Scale the part of the records that opens with the line containing "Target: lit candle" and runs through the end of the records: rewrite only those lines, requests included, multiplying every point coordinate in the answers by 1.2 and rounding to whole numbers, with halves rounded up.

-- start of SOURCE RECORDS --

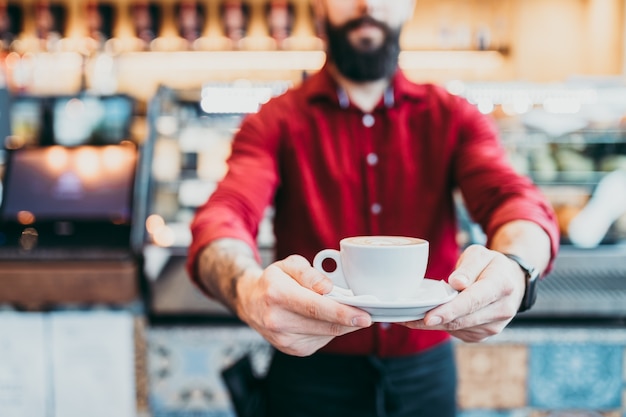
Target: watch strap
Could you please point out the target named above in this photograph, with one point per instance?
(531, 274)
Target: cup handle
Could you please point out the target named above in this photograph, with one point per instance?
(337, 275)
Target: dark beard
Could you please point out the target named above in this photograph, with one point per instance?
(361, 63)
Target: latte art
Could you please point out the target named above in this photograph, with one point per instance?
(384, 241)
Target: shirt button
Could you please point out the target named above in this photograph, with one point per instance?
(368, 120)
(372, 159)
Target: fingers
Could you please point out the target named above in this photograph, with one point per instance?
(295, 295)
(301, 270)
(470, 266)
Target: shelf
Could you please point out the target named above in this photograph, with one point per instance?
(297, 60)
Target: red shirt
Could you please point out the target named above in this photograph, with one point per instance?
(332, 171)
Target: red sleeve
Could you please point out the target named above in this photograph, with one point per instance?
(238, 204)
(493, 192)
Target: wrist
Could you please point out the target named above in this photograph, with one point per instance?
(531, 278)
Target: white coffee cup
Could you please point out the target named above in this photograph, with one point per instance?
(387, 267)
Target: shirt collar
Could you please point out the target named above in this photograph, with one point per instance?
(322, 86)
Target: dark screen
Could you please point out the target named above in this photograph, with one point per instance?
(84, 183)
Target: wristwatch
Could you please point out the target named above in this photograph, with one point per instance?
(532, 278)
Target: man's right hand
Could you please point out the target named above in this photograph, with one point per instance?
(285, 304)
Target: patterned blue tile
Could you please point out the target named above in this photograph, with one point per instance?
(184, 366)
(494, 413)
(575, 376)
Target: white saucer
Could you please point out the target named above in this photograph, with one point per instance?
(432, 294)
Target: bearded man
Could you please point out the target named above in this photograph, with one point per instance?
(358, 149)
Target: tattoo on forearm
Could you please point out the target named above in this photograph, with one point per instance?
(221, 265)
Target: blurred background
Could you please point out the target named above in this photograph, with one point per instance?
(92, 251)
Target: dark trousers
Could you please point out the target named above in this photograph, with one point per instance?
(325, 385)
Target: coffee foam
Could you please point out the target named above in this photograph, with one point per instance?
(384, 241)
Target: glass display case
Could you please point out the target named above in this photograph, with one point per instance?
(570, 139)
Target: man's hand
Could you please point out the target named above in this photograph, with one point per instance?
(491, 287)
(286, 306)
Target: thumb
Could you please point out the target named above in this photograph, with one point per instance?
(298, 268)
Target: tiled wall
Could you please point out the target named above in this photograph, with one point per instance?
(524, 372)
(544, 373)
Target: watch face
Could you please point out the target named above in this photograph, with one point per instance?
(532, 275)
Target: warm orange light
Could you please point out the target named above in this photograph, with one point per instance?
(164, 237)
(12, 60)
(75, 107)
(25, 217)
(87, 163)
(154, 222)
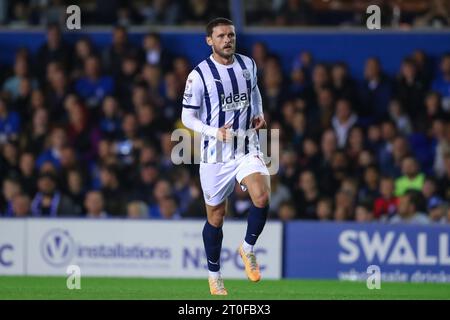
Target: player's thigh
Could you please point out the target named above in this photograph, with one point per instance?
(215, 214)
(252, 173)
(217, 181)
(258, 186)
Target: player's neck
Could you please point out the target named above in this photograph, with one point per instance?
(222, 60)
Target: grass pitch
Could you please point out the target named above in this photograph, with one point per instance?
(93, 288)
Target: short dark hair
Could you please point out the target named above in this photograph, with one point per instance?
(217, 22)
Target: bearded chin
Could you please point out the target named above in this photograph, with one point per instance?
(222, 53)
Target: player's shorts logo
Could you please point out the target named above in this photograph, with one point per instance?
(246, 74)
(57, 247)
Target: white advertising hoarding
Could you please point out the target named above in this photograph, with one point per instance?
(145, 248)
(12, 246)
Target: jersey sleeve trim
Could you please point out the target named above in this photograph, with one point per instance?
(191, 107)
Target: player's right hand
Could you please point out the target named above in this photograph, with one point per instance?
(225, 134)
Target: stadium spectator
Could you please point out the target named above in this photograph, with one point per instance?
(10, 188)
(343, 210)
(59, 88)
(75, 190)
(295, 13)
(386, 205)
(200, 12)
(137, 210)
(113, 56)
(259, 55)
(325, 209)
(94, 204)
(444, 181)
(410, 209)
(9, 123)
(436, 16)
(54, 50)
(162, 189)
(437, 209)
(279, 193)
(168, 208)
(112, 190)
(343, 120)
(441, 84)
(287, 211)
(239, 203)
(9, 163)
(196, 207)
(343, 85)
(409, 89)
(154, 52)
(11, 86)
(307, 196)
(375, 91)
(58, 139)
(28, 174)
(363, 212)
(162, 12)
(83, 50)
(401, 119)
(21, 205)
(49, 201)
(93, 86)
(411, 177)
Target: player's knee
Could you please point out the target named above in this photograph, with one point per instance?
(262, 199)
(216, 221)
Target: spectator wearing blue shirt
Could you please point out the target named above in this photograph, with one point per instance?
(58, 139)
(375, 91)
(9, 123)
(21, 71)
(442, 83)
(93, 87)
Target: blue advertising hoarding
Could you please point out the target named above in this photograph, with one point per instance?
(345, 251)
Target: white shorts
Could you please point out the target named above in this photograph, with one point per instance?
(218, 179)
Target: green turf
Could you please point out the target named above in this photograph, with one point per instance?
(12, 287)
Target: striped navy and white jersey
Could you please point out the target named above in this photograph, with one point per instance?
(225, 94)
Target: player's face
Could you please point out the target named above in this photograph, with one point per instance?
(223, 40)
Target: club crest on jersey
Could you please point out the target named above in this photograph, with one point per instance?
(234, 101)
(246, 74)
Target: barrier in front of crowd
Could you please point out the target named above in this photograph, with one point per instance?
(157, 248)
(345, 251)
(127, 248)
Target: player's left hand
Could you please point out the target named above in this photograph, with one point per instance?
(259, 122)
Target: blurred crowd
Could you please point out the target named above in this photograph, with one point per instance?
(394, 13)
(87, 132)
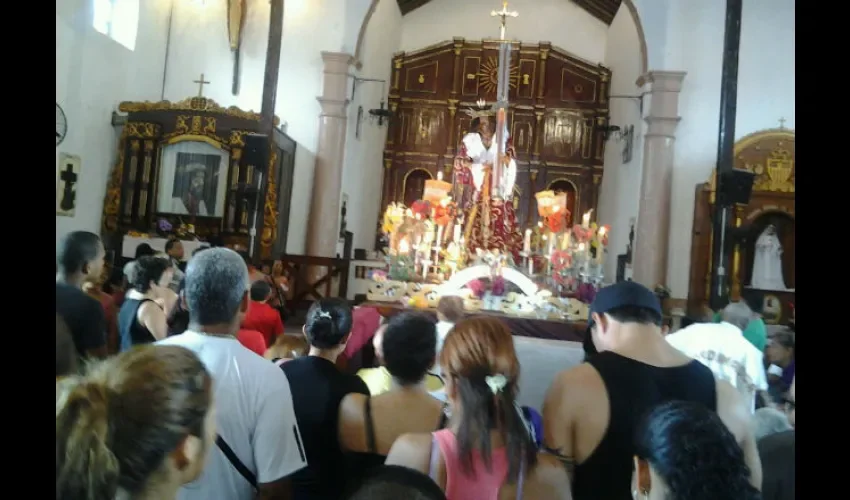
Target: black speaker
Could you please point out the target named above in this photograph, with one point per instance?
(736, 186)
(256, 152)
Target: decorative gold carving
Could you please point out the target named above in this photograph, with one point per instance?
(112, 200)
(237, 139)
(488, 75)
(270, 213)
(203, 104)
(142, 130)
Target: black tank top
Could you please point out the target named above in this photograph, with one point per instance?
(129, 329)
(633, 389)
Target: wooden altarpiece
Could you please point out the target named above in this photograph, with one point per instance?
(133, 206)
(770, 154)
(557, 116)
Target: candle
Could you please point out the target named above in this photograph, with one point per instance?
(585, 219)
(600, 248)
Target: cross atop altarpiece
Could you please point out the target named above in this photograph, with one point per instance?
(501, 106)
(201, 82)
(504, 15)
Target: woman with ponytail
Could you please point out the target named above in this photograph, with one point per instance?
(138, 426)
(487, 452)
(317, 390)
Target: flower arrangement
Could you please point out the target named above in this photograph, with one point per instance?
(497, 286)
(477, 288)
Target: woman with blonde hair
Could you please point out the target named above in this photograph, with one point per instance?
(487, 452)
(137, 426)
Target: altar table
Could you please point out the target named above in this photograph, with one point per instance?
(128, 246)
(553, 329)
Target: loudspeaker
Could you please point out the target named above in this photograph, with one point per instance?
(736, 186)
(256, 152)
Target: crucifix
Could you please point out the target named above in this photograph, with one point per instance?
(69, 177)
(501, 106)
(504, 15)
(201, 82)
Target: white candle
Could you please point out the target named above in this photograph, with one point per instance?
(600, 248)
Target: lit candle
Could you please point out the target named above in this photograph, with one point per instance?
(565, 243)
(600, 248)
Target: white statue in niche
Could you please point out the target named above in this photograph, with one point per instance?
(767, 263)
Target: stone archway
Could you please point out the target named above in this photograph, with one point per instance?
(630, 4)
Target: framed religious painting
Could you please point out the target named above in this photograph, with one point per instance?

-- end of SOURCE RECORDS --

### RESPONSE TO THIS EXERCISE
Target: lit candle
Could you please point out the target named above in this photograph, with one point per instance?
(678, 292)
(720, 298)
Target: white statue in niche
Could you please point out the target named above in this photograph, with one point per instance?
(920, 316)
Target: stone archway
Could you please point out the target named above in this photograph, with one point per instance?
(756, 5)
Target: framed religious painting
Could you please point out the target named above in this photograph, with one point per instance?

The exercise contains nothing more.